◆ **Directions**:
All of the records below must be output exactly, with no pictures carried over.

◆ **Supplied material**:
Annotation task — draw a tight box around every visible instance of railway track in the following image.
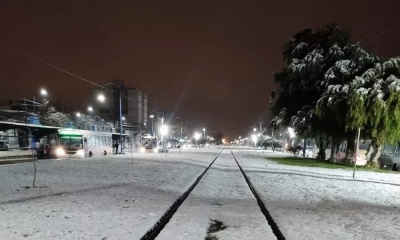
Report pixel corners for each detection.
[140,148,285,240]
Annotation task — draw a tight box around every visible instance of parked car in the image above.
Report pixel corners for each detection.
[0,141,9,151]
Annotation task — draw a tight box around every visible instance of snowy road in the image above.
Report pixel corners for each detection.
[156,149,276,240]
[0,149,221,240]
[234,149,400,240]
[1,147,400,240]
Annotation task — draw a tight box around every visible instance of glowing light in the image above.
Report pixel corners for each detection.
[140,147,146,153]
[88,106,93,112]
[56,148,65,156]
[153,147,159,153]
[253,128,257,132]
[40,89,47,96]
[97,94,105,102]
[288,127,296,138]
[122,116,126,121]
[194,132,201,140]
[160,125,168,135]
[76,112,81,117]
[150,115,154,118]
[77,149,84,156]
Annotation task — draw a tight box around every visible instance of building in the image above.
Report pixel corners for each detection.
[88,81,148,128]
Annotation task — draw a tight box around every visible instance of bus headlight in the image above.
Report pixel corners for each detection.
[153,147,159,153]
[140,147,146,153]
[77,149,84,156]
[56,148,65,156]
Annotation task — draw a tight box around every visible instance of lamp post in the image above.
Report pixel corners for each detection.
[98,83,123,154]
[150,115,154,136]
[160,124,168,150]
[194,132,201,149]
[33,88,47,113]
[238,136,241,146]
[252,134,257,150]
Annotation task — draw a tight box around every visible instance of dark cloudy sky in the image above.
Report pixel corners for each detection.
[0,0,399,139]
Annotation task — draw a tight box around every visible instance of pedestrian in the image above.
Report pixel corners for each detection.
[45,144,50,159]
[115,142,119,154]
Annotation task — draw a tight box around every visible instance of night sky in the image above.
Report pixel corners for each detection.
[1,0,399,139]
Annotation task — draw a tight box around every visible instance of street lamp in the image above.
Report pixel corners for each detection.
[76,112,81,117]
[253,128,257,132]
[97,93,105,102]
[150,115,154,136]
[160,125,168,149]
[40,89,47,96]
[88,106,93,112]
[203,128,206,138]
[97,83,123,153]
[33,88,48,113]
[194,132,201,149]
[252,134,257,149]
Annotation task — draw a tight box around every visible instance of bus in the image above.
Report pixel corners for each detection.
[140,134,159,153]
[41,128,114,158]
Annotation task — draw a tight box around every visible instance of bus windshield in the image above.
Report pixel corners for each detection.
[59,135,83,150]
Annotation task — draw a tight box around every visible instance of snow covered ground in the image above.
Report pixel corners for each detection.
[157,149,275,240]
[1,147,399,240]
[233,149,400,240]
[0,148,221,240]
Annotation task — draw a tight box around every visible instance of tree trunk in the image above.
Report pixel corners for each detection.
[365,141,374,162]
[316,134,329,161]
[344,134,355,164]
[366,141,382,168]
[329,137,340,163]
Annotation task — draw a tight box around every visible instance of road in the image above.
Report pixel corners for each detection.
[0,147,399,240]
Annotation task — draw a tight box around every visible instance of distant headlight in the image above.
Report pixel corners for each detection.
[56,148,65,156]
[153,147,159,153]
[77,149,84,156]
[140,147,146,153]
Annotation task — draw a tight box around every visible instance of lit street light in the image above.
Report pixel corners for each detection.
[40,89,47,96]
[88,106,93,112]
[122,116,126,121]
[253,128,257,132]
[97,83,123,153]
[97,93,105,102]
[252,134,257,149]
[33,88,48,113]
[76,112,81,117]
[160,125,169,150]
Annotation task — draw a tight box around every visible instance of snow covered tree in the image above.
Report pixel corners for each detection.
[346,57,400,167]
[270,24,352,160]
[316,44,379,162]
[40,107,69,127]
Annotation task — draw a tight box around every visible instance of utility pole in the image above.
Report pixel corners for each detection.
[259,122,263,132]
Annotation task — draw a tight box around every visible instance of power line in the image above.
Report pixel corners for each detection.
[363,26,393,47]
[17,49,164,113]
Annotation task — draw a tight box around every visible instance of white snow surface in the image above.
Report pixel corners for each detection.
[157,149,275,240]
[0,149,220,240]
[1,147,400,240]
[233,149,400,240]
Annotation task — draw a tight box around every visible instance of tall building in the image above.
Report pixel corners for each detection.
[88,81,147,127]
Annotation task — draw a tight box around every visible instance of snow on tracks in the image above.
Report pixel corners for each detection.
[155,149,277,240]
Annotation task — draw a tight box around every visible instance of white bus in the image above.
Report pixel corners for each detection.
[52,128,113,158]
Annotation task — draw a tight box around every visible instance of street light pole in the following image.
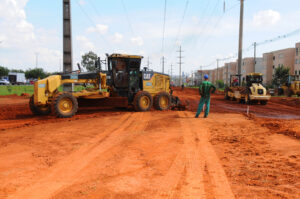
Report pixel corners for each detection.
[253,42,256,73]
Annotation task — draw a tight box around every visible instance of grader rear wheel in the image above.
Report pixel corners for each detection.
[154,92,171,111]
[29,95,51,115]
[133,91,153,112]
[52,92,78,118]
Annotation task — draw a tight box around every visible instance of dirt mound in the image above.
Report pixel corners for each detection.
[261,120,300,139]
[270,97,300,108]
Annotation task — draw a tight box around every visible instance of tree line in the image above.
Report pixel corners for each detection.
[1,51,293,87]
[0,51,99,80]
[0,66,54,79]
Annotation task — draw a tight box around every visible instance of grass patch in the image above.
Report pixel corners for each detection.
[0,85,95,96]
[0,85,34,96]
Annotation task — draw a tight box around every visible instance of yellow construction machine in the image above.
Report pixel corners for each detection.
[30,54,182,118]
[225,73,271,105]
[276,75,300,97]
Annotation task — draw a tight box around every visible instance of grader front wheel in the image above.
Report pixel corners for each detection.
[154,92,171,111]
[29,95,51,115]
[52,92,78,118]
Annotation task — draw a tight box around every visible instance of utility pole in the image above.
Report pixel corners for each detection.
[253,42,256,73]
[161,56,165,73]
[144,57,151,70]
[170,63,173,80]
[63,0,73,91]
[147,57,151,69]
[200,65,203,84]
[217,59,219,82]
[35,52,39,68]
[177,45,184,86]
[237,0,244,82]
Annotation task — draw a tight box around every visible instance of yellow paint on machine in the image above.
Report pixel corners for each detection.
[142,72,170,96]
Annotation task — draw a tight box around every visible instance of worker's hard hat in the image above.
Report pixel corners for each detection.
[204,74,209,79]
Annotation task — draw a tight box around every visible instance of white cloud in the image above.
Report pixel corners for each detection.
[0,0,62,71]
[253,10,281,27]
[87,24,108,35]
[76,36,95,50]
[112,33,123,43]
[131,36,144,46]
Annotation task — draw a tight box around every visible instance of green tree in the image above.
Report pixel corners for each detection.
[216,79,225,89]
[10,69,25,73]
[272,65,290,87]
[0,66,9,77]
[81,51,98,71]
[25,68,47,79]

◆ **Written answer**:
Annotation task — draw a tight box around every visible instance of railway track in the following image.
Report pixel corners for each detection.
[140,148,285,240]
Annotation task — draw a tight box around every visible instance of parked car in the image above.
Report pixel corners for each detection.
[0,141,9,151]
Annotation task — draw a tight box around every visible instance of snowy road in the image above.
Report pixel corners for each detection.
[156,149,276,240]
[0,149,221,240]
[234,149,400,240]
[1,147,400,240]
Annotation task — draw a tight box around every visible instance of glowing light in the image above.
Report pixel corners for each detection.
[140,147,146,153]
[88,106,93,112]
[56,148,65,156]
[153,147,159,153]
[253,128,257,132]
[40,89,47,96]
[97,94,105,102]
[288,127,296,138]
[122,116,126,121]
[194,132,201,140]
[160,125,168,135]
[76,112,81,117]
[150,115,154,118]
[77,149,84,156]
Annotation task — draw a tight box around every visible instance of building in the image above.
Report pixel corners for each detection.
[88,81,148,128]
Annotation task — draw a tight box around every visible instance of bus headlight in the image above.
Report pixel corners for each detection.
[153,147,159,153]
[140,147,146,153]
[77,149,84,156]
[56,148,65,156]
Annotation task — draw a tight box around every visible instance of lamp post in the image above.
Report pixel corners for each detection.
[98,83,123,154]
[150,115,154,136]
[160,124,168,150]
[194,132,201,149]
[33,88,47,113]
[238,136,241,146]
[252,134,257,150]
Annotation task — draw a tight box around every visible instance of dark cloudy sky in the image above.
Report pixel corners for each detection.
[0,0,399,139]
Annotation task — draw a tight box around every visible instance of pedestrian in the image above.
Report pixel corners for each detection.
[45,144,50,159]
[115,142,119,154]
Annotation task — draw a tight box around every visible instance of night sky in the image above.
Report pixel corners for each detection.
[1,0,399,139]
Annotation task — draw a tight box around every visible instance of street lamp in the image above.
Report pixel corners for each detection.
[76,112,81,117]
[253,128,257,132]
[97,93,105,102]
[150,115,154,136]
[160,125,168,149]
[40,89,47,96]
[88,106,93,112]
[203,128,206,138]
[97,83,123,153]
[33,88,48,113]
[194,132,201,149]
[252,134,257,149]
Annotation task — draw a tight box around every visible instance of bus in the image above.
Report pixel corners for each detection.
[140,134,159,153]
[41,128,114,158]
Annotation task — draw a tight box around every visible instance of bus windshield in the image above.
Report pixel corners for each detection.
[59,135,83,150]
Annotation task — draw a tight box around every visible instance of snow covered ground in the image above.
Report pixel corners for each detection.
[157,149,275,240]
[1,147,399,240]
[233,149,400,240]
[0,148,221,240]
Annotation task — draw a tight box around every visible instance of tree trunk in the image above.
Report pixel corners for each detection.
[365,141,374,162]
[316,134,329,161]
[344,134,355,164]
[366,141,382,168]
[329,137,340,163]
Annotation task — draw a tight box around every visible instance of road in the image above.
Report pixel corners for each detection.
[0,147,399,240]
Annotation task — draw a tight box around every visible instance of distant headlight in the image above.
Report pixel corners for each detection.
[56,148,65,156]
[153,147,159,153]
[77,149,84,156]
[140,147,146,153]
Annotation task — draw a tight box around every visible instance of lit street light in the image above.
Report pixel corners for each detection.
[40,89,47,96]
[88,106,93,112]
[122,116,126,121]
[253,128,257,132]
[97,83,123,153]
[97,93,105,102]
[252,134,257,149]
[33,88,48,113]
[76,112,81,117]
[160,125,169,150]
Annotation task — draw a tight box around every visible instance of snow covered tree in the image above.
Report pixel corners for each detection.
[346,57,400,167]
[270,24,352,160]
[316,44,379,162]
[40,107,69,127]
Annotation task — draw a tight box around every visible instance of utility pole in the image above.
Report pixel corners for each detection.
[259,122,263,132]
Annotation task — draw a tight box around every visible instance of power line in the image above.
Report pixel corners for each detection.
[363,26,393,47]
[17,49,164,113]
Annotation task — draw a tight box around every visible instance of white snow surface in the image above.
Report pixel corners for each detection.
[157,149,275,240]
[0,149,220,240]
[1,147,400,240]
[233,149,400,240]
Annotation task — draw a tight box around every visible instance of tall building in the image above.
Report pixel corners for each detection.
[88,81,147,127]
Annotation task — draw a tight box around every visible instance of snow on tracks in the image above.
Report pixel corners for each detection.
[155,149,277,240]
Annotation task — draw a tight box around every visible instance of white bus in the image above.
Report pixel corners for each detection.
[52,128,113,158]
Annotation task — draw a tight box around every visible instance of street light pole in the following image.
Report pixel corners for each detection.
[253,42,256,73]
Annotation task — draw a tight box around every visible instance of grader rear wheel in the image above.
Report pixel corners for each detection.
[154,92,171,111]
[29,95,51,115]
[133,91,153,112]
[52,92,78,118]
Annotation task — draw a tight box around every visible instance of dirt mound in the image above.
Report pixel corners for each detection.
[261,120,300,139]
[270,97,300,108]
Annotation task — draw a tight box around every visible instance of tree line in the image above.
Report pixel corners for each detection.
[1,51,293,87]
[0,51,99,80]
[0,66,54,79]
Annotation task — draw a tight box around every visible instance of grass patch in the image above.
Report pixel corners for each detection.
[0,85,95,96]
[0,85,34,96]
Annotation task — draw a tight box around every visible instance of yellow construction machine in the image above.
Report pixel corners for each detection.
[30,54,182,118]
[225,73,271,105]
[276,75,300,97]
Annotation task — draw a tight box around every visible instance of grader front wheel in the image above.
Report pixel corners for each detection.
[154,92,171,111]
[29,95,51,115]
[52,92,78,118]
Annotation task — draw a tight box around every visible instance of utility pole in the image above.
Report pixel corners for each detection.
[253,42,256,73]
[161,56,165,73]
[144,57,151,70]
[170,63,173,80]
[63,0,73,91]
[147,57,151,69]
[200,65,203,84]
[217,59,219,82]
[35,52,39,68]
[177,45,184,86]
[237,0,244,82]
Annotation task — draw a tight box around every visible instance of yellow paint on machine in the image above.
Report pixel corners for each detection.
[142,72,170,96]
Annotation task — draw a tight box around every visible instance of worker's hard hat in the image above.
Report pixel corners for each detection.
[204,74,209,79]
Annotation task — draw a tight box around every visible instance of white cloud in the image above.
Report pixel corners for each detection.
[0,0,62,71]
[253,10,281,27]
[87,24,108,35]
[76,36,95,50]
[112,33,123,43]
[131,36,144,46]
Annotation task — draw a tight box around every visible instance of green tree in the image above.
Report pixel corners for each detection.
[216,79,225,89]
[10,69,25,73]
[272,65,290,87]
[0,66,9,77]
[81,51,98,71]
[25,68,47,79]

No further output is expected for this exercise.